** Begin Text **
Wednesday, March 25, 2009
Yashpal’s Divya, reviewed by Anuradha Shankar
There have been many Indian authors who have made their presence felt by their way with words, whether in English or in their mother-tongue. One such author is Yashpal, who wrote in Hindi in the days before India regained her independence, but whose works continue to be read and appreciated even today, and more importantly, are relevant even today.
Thanks to Blog a Penguin India Classic, I have had the opportunity to read and review one such gem from his collection – Divya.
Divya is the story of a woman’s quest for freedom set in the first Century BC – a time when the friction between Hinduism and Buddhism had crept into the politics of the times. Kings were fast embracing the convenient precepts of Buddhism, while Brahmins were trying to rid society of what they felt was a threat to their superiority. In addition to all this were the Greeks who had their representatives in powerful positions in most kingdoms, capable of dictating terms with their wealth and power. Yashpal recounts the fictional story of a young girl growing up in this milieu, while keeping to historical facts of the era in the matter of happenings and events. It must have been a difficult task, researching all the details, and he seems to have traveled widely all over India collecting the facts for this beautiful novel. That he, in his own words ‘has tried to avoid unforgivable errors’ is an achievement by itself.
** End Text **
→ Problem set:
**A)** Translate this sentence from the review into French: "Kings were fast embracing the convenient precepts of Buddhism, while Brahmins were trying to rid society of what they felt was a threat to their superiority."
**B)** Summarize the review in two sentences.
**C)** Rewrite the part of the review that begins at the words "Wednesday, March 25, 2009" and stops after "relevant even today.", replacing "Hindi" with "Bengali".
** Begin Provided information **
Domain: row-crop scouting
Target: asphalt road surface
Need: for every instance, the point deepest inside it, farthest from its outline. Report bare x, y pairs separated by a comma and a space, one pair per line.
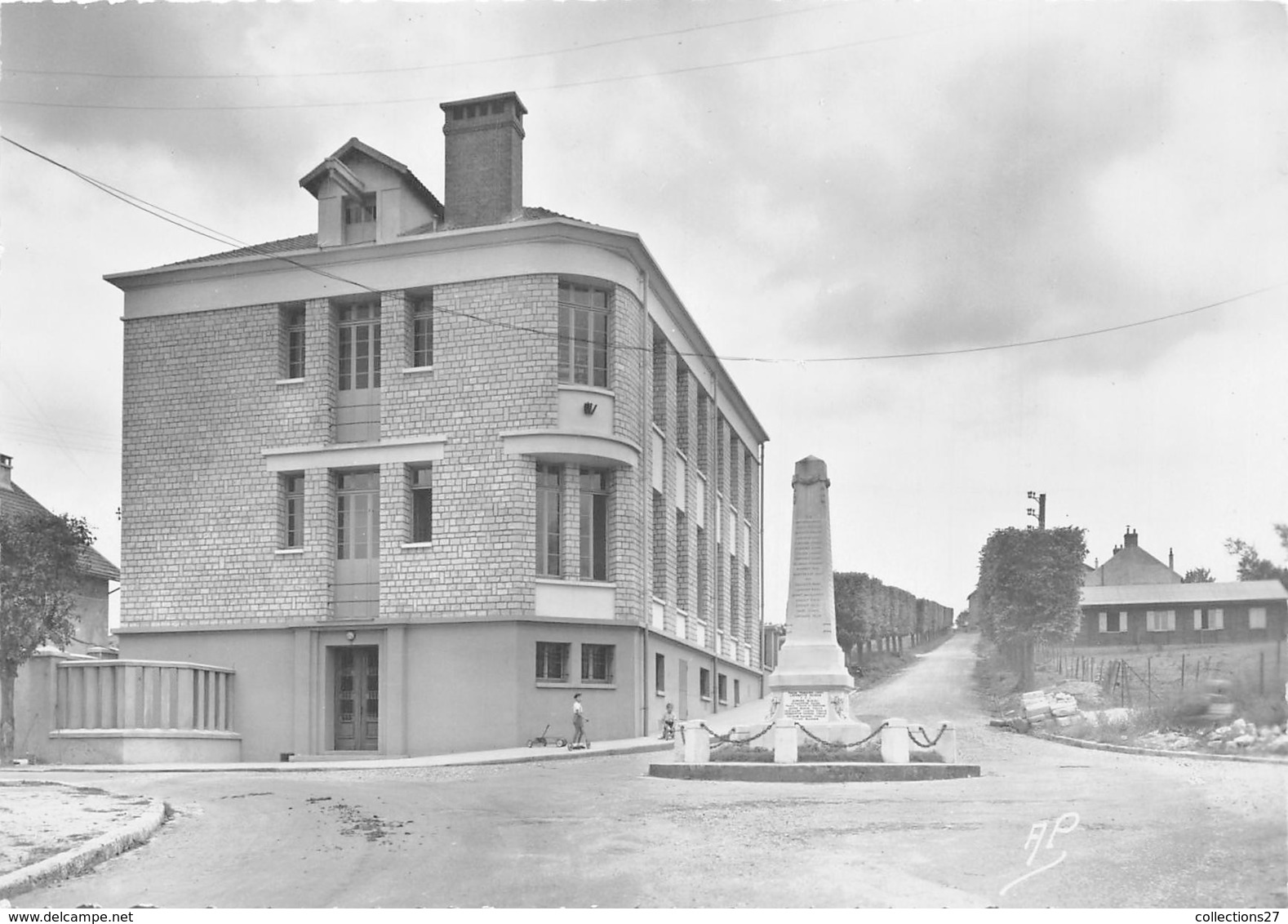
1045, 826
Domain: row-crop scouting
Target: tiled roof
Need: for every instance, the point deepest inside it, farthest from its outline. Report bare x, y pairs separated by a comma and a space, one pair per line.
286, 245
91, 563
531, 213
1225, 592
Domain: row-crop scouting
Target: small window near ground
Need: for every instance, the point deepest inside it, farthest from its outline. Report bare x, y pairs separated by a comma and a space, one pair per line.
553, 661
597, 664
421, 503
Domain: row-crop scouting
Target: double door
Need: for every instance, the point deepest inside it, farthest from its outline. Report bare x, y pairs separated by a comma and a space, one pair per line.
357, 699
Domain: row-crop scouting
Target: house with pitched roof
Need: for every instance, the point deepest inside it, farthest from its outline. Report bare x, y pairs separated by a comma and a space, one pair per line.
407, 482
1136, 599
35, 687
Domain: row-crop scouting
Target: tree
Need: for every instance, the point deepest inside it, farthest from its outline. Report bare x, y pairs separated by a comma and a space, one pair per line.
1254, 567
1029, 590
39, 578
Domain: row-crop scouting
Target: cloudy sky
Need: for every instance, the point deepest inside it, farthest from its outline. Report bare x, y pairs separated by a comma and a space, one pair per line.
826, 184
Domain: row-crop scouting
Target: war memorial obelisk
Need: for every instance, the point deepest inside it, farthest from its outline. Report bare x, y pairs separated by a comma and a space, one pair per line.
811, 685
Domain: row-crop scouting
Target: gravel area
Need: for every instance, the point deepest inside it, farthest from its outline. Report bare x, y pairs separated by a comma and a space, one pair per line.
40, 819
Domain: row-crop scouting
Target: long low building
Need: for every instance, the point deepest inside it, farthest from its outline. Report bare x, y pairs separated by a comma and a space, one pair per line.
1184, 614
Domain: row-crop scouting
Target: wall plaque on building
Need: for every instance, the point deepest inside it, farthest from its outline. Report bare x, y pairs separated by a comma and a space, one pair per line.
802, 705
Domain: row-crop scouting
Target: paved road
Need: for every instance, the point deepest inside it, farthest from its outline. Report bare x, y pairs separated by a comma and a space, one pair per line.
1150, 832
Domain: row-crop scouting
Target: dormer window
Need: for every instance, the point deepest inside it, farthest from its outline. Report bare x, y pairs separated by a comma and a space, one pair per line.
360, 220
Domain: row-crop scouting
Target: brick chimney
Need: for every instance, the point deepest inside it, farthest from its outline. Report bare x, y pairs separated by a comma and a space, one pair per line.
483, 174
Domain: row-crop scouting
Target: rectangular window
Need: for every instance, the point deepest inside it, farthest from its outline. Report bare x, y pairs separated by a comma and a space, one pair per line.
1210, 619
704, 433
660, 364
597, 664
423, 331
594, 525
701, 552
292, 342
583, 335
659, 545
358, 338
553, 661
1159, 620
682, 407
360, 220
292, 510
682, 559
549, 491
421, 503
357, 516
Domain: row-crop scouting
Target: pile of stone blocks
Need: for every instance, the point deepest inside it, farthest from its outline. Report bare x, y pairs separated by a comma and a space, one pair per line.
1040, 708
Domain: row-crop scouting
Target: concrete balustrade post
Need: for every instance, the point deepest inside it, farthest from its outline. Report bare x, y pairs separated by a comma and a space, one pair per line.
947, 745
784, 741
894, 741
695, 743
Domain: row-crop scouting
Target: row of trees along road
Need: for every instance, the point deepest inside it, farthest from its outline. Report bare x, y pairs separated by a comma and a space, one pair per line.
39, 578
1029, 589
871, 614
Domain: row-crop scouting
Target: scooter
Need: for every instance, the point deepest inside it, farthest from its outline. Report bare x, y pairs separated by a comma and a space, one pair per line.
544, 741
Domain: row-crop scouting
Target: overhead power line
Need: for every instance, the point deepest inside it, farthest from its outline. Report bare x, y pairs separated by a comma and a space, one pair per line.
562, 85
198, 229
415, 69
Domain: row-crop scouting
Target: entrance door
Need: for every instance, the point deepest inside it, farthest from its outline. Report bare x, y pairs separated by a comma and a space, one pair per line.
357, 545
358, 385
357, 699
684, 690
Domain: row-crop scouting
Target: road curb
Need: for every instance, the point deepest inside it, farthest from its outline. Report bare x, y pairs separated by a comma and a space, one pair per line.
88, 855
336, 766
1152, 752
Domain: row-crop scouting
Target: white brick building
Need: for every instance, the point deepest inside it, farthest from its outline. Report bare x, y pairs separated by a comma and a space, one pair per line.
421, 476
** End Provided information **
→ Answers to the tasks:
**A)** Les rois adoptaient rapidement les préceptes commodes du bouddhisme, tandis que les brahmanes tentaient de débarrasser la société de ce qu'ils considéraient comme une menace pour leur supériorité.

**B)** The review presents Yashpal as an Indian author who wrote in Hindi before India regained independence and whose works are still read and relevant, and it covers his novel Divya, which the reviewer read through Blog a Penguin India Classic. Divya tells the fictional story of a young woman's quest for freedom in the first century BC, a time of friction between Hinduism and Buddhism, Brahmin resistance, and powerful Greek representatives, and Yashpal keeps to the historical facts of the era.

**C)**
Wednesday, March 25, 2009
Yashpal’s Divya, reviewed by Anuradha Shankar
There have been many Indian authors who have made their presence felt by their way with words, whether in English or in their mother-tongue. One such author is Yashpal, who wrote in Bengali in the days before India regained her independence, but whose works continue to be read and appreciated even today, and more importantly, are relevant even today.